Objective >>
Convert the rows below into a numbered list and omit any blank lines.

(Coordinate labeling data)
┄┄┄┄┄┄
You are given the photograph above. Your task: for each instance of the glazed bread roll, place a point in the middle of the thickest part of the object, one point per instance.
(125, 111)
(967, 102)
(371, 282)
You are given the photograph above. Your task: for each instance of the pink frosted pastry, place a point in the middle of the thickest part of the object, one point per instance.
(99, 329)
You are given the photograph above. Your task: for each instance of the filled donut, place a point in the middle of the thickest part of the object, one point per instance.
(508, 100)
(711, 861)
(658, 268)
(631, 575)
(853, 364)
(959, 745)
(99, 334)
┄┄┄┄┄┄
Exercise answer >>
1. You are given the photograph above. Your task: for each instance of the glazed bread roll, place a point in the middle of the thickest part of the object, one point per instance.
2. (125, 111)
3. (967, 102)
4. (371, 282)
5. You are given the photograph above. Your task: for each instance of the pink frosted pastry, place a point in the middle of the thickest part of the object, one point per instance.
6. (99, 329)
7. You are given the photograph above. Your task: for each instance of the filled donut, place a point in the middle of the thickest part of the object, one point per instance.
8. (508, 100)
9. (711, 861)
10. (658, 268)
11. (631, 575)
12. (853, 364)
13. (959, 745)
14. (99, 334)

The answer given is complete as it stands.